DEXTF Newsletter #22
Rebalancing | Conversation with industry leaders | DEXTF-9 proposal | Fund Breakdown | Notion Wiki | The Power of Rebalancing
Hey Everyone,
Welcome to this week's edition of the DEXTF Newsletter!
You can follow the community conversations on Discord, Telegram, Twitter, and Reddit!
DEXTF updates
The much-awaited Rebalancing front end is now live!
A representative from our team spoke with a number of industry leaders
DEXTF-9 proposal is now live!
🚨DEXTF-9 proposal is now live! governance.dextf.com/#/proposal/QmY… DEXTF-8 was split into smaller components as suggested by the community. We take feedback very seriously and strive to build an inclusive product that benefits everyone. This proposal reduces $DEXTF emissions 1/We announced winners of the anniversary special NFT giveaway
Here is this week’s fund breakdown (XTF2000EXC) launched on DEXTF
Note the “XTF2” which means that it’s a v2 fund token!
DEXTF’s Notion wiki is live!
For those that want to dig into what’s DEXTF, this is a good start:
Also, DEXTF is hiring! If you think this is you, reach out to us. DMs are open.
Portfolio Metrics
DEXTF has a cumulative treasury revenue of US$269,300 since the Treasury started.
Over the course of this week, the treasury accumulated these Assets:
40 $XTF2WWWAAC
20 $XTF2XXXXTF
5.15 ETH
Concept of the Week
⚖️ The Power of Rebalancing
This week DEXTF has pushed out a massive product development update: the rebalancing module.
What is it, and how does that help in managing your assets?
As a crypto investor, you'd probably begun with bitcoin and spread your capital around to catch the DeFi and subsequently the NFT craze. Even as a newcomer to the space, rebalancing is an easy concept to understand.
Most of you do not realize this, but when you're DYOR to form a portfolio, you're implicitly putting some weights on the underlying components. Because specific bets convince you more than others, naturally, you decide to wager more on, say asset A versus B and C.
Now, let's assume that the market played out in your favor and asset A has risen by 500%, while asset B rose by 20% and asset C by -5%.
Moreover, we assume that prices for asset A = asset B = asset C = 1$ when you first formed your portfolio.
With a starting capital of 10,000 $, you're going to split it up as follows, given the investment rationale mentioned above:
You bet 6,000$ on asset A (60%)
1,000$ on asset B (10%)
3,000$ on asset C (30%)
Following the market shift, you'd be finding yourself with:
Asset A value = 30,000$ (60% —> 88.1%)
Asset B value = 1,200$ (10% —> 3.52%)
Asset C value = 2,850$ (30% —> 8.37%)
Of course, the portfolio weights would still sum up to 100%, however, the weights of the components have changed dramatically, and this new state could be exactly what you're comfortable with.
However, if you did your research, you probably have developed a thesis (an opinion on the potential of each asset you've invested in), which would only play out over a longer time horizon.
So here is when rebalancing would come in useful. When it comes to crypto, rebalancing can't get easier than what DEXTF has to offer.
Here is a guide on how to go about it: Rebalancing Guide (Fund Managers)
A TLDR take is:
Fund Manager activates the rebalancing module
Chooses the weights of the assets
Proposes the rebalancing to the public
The trading phase starts, in which the rebalancing takes place thanks to the market makers (any investor can participate)

DATA SECTION:
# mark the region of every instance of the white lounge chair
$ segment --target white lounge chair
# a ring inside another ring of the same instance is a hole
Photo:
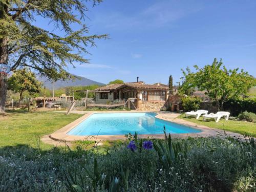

WRITTEN TASKS:
**a)** Reproduce the DEXTF newsletter word for word, beginning at the words "Most of you" and stopping after the words "asset A (60%)".
**b)** Supply the next part of the DEXTF newsletter, picking up after its final line.

RESULTS BY TASK:
**a)**
Most of you do not realize this, but when you're DYOR to form a portfolio, you're implicitly putting some weights on the underlying components. Because specific bets convince you more than others, naturally, you decide to wager more on, say asset A versus B and C.
Now, let's assume that the market played out in your favor and asset A has risen by 500%, while asset B rose by 20% and asset C by -5%.
Moreover, we assume that prices for asset A = asset B = asset C = 1$ when you first formed your portfolio.
With a starting capital of 10,000 $, you're going to split it up as follows, given the investment rationale mentioned above:
You bet 6,000$ on asset A (60%)

**b)**
Things to note before proposing the rebalancing is the level of slippage.
The slippage is the difference between the expected price and the execution price.
Positive slippage = expected price - execution price > 0
Negative slippage = expected price - execution price < 0
To better understand this, let's think about when you're interested in trading low-caps with low liquidity on Uniswap. You'll find out that, the price might change by more than 10% to execute your trade. That could be for a few reasons, such as:
Low liquidity, therefore higher slippage
Sandwich attacks, in which case you're transaction is sandwiched between a bot trade that profited by front-running you
In the context of rebalancing:
Positive slippage = outflow asset value - inflow asset value < 0
Negative slippage = outflow asset value - inflow asset value > 0
If a fund manager sets a positive slippage, then it means that he does not want to make a loss by giving up more valuable assets in exchange for less valuable assets. Indeed, this could be a counterintuitive proposal because why would any trader/investor/market maker decide to execute this rebalancing proposal?
A rebalancing proposal is active for trading until it's complete. During this time, markets could change and "fill" the positive slippage rebalancing proposal the fund manager set.
Therefore, a positive slippage rebalancing proposal is effectively a limit order that may be filled when markets favor the fund manager's rationale.
Of course, the opposite is true, in which case, a negative slippage means that the fund manager believes the outflowing assets will be even less valuable and the inflowing assets more valuable in the future.
An interesting rebalancing proposal would be to give up a big chunk of Asset A, which rose by 500% in exchange for more asset B and asset C.
Asset A could retrace, while assets B and C would finally perform. As a fund manager (and investor that minted ta XTF2), the rebalancing would give you the ability to multiply your gains for assets B and C using the profits from asset A.
This is the power of rebalancing.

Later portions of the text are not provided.